Source data

• • • • • • •

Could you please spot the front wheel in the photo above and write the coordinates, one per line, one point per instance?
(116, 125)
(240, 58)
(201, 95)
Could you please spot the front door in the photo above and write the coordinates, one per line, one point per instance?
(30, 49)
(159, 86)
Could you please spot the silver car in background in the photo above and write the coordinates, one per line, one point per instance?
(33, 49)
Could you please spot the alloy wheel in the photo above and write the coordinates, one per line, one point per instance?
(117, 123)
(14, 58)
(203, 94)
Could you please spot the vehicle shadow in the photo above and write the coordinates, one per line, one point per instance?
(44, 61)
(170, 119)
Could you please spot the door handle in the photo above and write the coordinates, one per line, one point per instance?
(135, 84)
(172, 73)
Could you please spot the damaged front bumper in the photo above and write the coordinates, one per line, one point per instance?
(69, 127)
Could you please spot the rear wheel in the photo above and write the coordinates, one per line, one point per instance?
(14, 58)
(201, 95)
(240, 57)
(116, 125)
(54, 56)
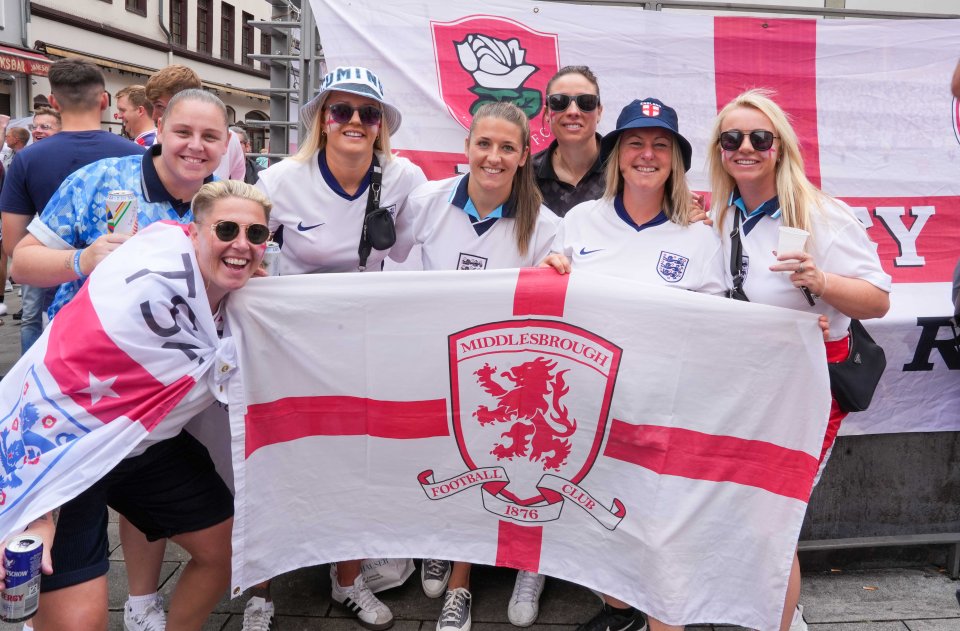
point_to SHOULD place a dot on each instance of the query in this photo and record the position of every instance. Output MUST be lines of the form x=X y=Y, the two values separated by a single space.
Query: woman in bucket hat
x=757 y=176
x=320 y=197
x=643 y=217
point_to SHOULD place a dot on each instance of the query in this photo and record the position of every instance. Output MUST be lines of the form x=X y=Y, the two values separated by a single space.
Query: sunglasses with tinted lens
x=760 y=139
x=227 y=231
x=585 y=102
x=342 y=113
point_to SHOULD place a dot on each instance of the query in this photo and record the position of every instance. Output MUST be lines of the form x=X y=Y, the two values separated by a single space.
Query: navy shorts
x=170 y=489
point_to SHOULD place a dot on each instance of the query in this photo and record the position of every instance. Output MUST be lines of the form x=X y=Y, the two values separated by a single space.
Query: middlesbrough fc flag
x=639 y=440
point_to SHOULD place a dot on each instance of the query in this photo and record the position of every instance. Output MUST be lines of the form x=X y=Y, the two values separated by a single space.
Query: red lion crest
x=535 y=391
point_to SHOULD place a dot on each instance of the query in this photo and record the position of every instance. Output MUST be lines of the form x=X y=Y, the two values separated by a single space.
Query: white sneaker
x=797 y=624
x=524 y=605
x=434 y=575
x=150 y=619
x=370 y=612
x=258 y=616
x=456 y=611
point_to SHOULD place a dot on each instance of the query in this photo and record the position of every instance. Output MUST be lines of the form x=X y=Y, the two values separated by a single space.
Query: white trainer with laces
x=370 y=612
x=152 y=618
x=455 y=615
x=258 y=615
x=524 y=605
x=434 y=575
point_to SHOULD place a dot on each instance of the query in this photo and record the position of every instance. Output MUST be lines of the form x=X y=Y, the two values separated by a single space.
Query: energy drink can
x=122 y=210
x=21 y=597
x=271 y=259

• • • • • • •

Exercise goal:
Restate the data word for word and exclude every picture.

Exercise response:
Could you please spot the front wheel in the photo above and write the coordinates, one per line, one point per instance?
(116, 125)
(240, 58)
(201, 95)
Could you please spot the front door in the photo above and write the coordinates, one per line, one point per instance?
(30, 49)
(159, 86)
Could you please spot the silver car in background in the photo above and write the coordinates, one per line, one point per instance?
(33, 49)
Could you please spot the alloy wheel in the photo above and write the coordinates, one per line, one point per instance?
(117, 123)
(14, 58)
(203, 94)
Could you please spot the vehicle shadow in the photo above and write the coordinates, one per line, one point per instance?
(44, 61)
(170, 119)
Could you please spot the door handle in the photo above and write the coordinates, one per line, one point per instance?
(135, 84)
(172, 73)
Could you please spot the damaged front bumper in the photo above and write the coordinates, one per line, one point per instance?
(69, 127)
Could you please spot the rear wheel in the photo above and write the coordinates, one per line, one point per instance?
(14, 58)
(201, 95)
(240, 57)
(116, 125)
(54, 56)
point_to SHOULD place a dot on each instance of the query in this photo and record the position of every instance. Output MUST be lines of the form x=X y=Y, the two values separated by a single space.
Query: woman in bucket hat
x=757 y=176
x=320 y=197
x=643 y=217
point_to SHOULD place a dot on each instance of the query in this photo and record the position of every instance. Output MUST be lines of the form x=X y=Y, the two values separated by a single space.
Query: sunglasses with tinted lens
x=760 y=139
x=227 y=231
x=585 y=102
x=342 y=113
point_to SHOULD place a dot on each instance of the query in this photo and record the position of every instance. Output MUST be lines of the form x=X y=Y, the two values separated by a single space.
Query: navy shorts
x=170 y=489
point_to SHOULD place a dot on each instance of the query in this photo and record the position of every instance. Output MUST be lines of the form x=X y=Y, the two values separated by a single space.
Query: middlesbrough fc flag
x=639 y=440
point_to SHOULD place a dot on each instance of the query in this photo and record the position of every instance. Output MUST be lines of the form x=X y=Y, the two values separated by a single space.
Query: red lion crest
x=535 y=391
point_to SHOULD place a dot on each instance of the query in this photo and record the position of every instance. Output MUST be lines of the form x=X y=Y, the two values separated by a single space.
Query: white sneaker
x=797 y=624
x=524 y=605
x=434 y=575
x=150 y=619
x=370 y=612
x=258 y=616
x=456 y=611
point_to SHOULD place a dot on each instance of the query in this photo and record the position of every instance. Output MUST be lines of the form x=X y=Y, the two values separated by a single space.
Query: white trainer with laces
x=370 y=612
x=152 y=618
x=455 y=615
x=258 y=615
x=524 y=605
x=434 y=575
point_to SHOULD place a dot on each instance of the query in this photo and record the position of every instance. Output MUST be lines of the form x=X y=Y, the two values separated by a single space.
Query: energy drink can
x=122 y=210
x=21 y=597
x=271 y=259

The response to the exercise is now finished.